#### WHAT YOU SHOULD DO:
Rewrite the lines from the one that has "Double-check task: an earlier pass labeled this image for blue" through the one that has "[309,77,333,135]", swapping "blue window shutter" for "green window shutter" and leaving everything else as it is.

#### SUPPLIED MATERIAL:
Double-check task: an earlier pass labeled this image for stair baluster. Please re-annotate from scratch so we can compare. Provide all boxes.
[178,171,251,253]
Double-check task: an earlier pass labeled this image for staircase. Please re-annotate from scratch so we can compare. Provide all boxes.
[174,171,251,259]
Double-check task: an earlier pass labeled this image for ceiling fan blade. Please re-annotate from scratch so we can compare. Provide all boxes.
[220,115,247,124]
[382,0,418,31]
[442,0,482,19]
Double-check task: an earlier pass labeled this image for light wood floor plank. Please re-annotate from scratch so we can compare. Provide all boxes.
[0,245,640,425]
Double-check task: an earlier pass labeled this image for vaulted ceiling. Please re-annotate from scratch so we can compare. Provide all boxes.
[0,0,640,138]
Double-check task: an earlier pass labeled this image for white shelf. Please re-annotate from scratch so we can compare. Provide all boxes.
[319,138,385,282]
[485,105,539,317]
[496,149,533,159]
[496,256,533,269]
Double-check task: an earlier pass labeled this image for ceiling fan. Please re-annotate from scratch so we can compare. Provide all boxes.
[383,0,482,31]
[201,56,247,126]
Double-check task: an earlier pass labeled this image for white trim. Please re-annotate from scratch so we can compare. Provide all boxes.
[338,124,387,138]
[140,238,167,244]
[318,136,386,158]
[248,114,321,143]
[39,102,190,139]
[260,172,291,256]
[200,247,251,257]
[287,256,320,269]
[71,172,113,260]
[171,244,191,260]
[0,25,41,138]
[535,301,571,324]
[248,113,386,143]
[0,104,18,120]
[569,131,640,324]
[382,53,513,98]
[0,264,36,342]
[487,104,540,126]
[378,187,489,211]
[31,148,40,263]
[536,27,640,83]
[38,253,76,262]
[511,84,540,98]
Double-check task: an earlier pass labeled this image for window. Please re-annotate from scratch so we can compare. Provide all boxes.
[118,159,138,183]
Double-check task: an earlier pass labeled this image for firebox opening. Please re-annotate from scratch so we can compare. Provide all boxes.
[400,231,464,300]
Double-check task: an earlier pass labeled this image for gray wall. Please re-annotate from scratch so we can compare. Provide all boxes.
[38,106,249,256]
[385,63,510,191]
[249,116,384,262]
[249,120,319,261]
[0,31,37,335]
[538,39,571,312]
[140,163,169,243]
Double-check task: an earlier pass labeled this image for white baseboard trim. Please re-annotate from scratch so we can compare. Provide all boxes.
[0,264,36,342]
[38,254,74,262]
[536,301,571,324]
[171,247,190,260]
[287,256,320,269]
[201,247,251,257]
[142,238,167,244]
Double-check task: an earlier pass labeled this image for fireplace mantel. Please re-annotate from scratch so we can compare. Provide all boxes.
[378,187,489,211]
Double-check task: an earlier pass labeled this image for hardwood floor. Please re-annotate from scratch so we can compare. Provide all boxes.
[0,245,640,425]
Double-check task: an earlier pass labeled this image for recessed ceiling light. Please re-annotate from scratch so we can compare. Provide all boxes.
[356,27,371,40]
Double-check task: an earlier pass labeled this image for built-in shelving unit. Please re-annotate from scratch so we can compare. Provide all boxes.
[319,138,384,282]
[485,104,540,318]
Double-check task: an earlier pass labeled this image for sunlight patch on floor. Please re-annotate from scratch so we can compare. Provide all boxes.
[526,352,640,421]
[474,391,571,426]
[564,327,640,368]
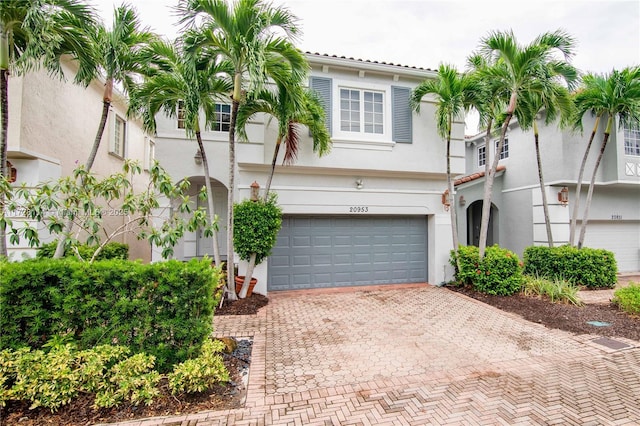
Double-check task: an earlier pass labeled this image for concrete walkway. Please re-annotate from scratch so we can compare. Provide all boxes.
[105,285,640,426]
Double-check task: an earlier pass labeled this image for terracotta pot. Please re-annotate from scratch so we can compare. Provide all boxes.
[234,275,258,297]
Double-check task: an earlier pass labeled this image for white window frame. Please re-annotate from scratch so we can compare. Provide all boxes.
[476,145,487,167]
[332,78,395,149]
[144,137,156,171]
[176,101,186,130]
[211,102,232,133]
[109,114,128,158]
[624,123,640,157]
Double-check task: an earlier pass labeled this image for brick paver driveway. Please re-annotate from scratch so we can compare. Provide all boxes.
[107,286,640,426]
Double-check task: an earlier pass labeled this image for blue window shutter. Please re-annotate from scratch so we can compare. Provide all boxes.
[391,86,413,143]
[309,77,333,135]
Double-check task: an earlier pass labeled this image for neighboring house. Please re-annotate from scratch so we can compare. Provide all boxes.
[7,61,154,261]
[456,117,640,271]
[154,53,465,294]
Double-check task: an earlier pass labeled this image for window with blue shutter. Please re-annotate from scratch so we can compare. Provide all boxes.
[309,77,332,134]
[391,86,413,143]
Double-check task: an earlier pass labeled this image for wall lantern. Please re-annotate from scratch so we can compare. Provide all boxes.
[442,189,451,211]
[251,180,260,201]
[558,186,569,207]
[193,150,202,166]
[7,161,18,183]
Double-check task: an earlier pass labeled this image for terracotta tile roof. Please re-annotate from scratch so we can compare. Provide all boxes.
[453,164,507,186]
[305,52,434,71]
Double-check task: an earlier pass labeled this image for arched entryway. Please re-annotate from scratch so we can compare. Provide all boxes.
[467,200,498,247]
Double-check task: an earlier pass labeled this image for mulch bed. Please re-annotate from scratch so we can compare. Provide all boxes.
[449,287,640,341]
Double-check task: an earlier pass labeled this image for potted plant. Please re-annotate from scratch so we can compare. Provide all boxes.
[233,194,282,299]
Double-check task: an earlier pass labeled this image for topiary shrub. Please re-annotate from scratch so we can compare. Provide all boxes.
[449,246,480,285]
[36,241,129,260]
[524,245,617,288]
[473,245,524,296]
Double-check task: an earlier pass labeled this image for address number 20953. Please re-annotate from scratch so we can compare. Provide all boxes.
[349,206,369,213]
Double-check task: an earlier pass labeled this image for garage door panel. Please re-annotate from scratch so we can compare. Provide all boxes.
[267,216,427,290]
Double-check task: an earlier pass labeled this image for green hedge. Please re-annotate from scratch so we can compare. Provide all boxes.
[36,241,129,260]
[524,245,617,288]
[0,259,220,371]
[450,245,524,296]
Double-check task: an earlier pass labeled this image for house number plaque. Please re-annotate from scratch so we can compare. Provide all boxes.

#### OUTPUT OF THE TASK:
Double-check task: an earlier pass labeled this image for green window shutter. Please re-annotate from scratch so we can compare. Provide all boxes.
[391,86,413,143]
[309,77,333,135]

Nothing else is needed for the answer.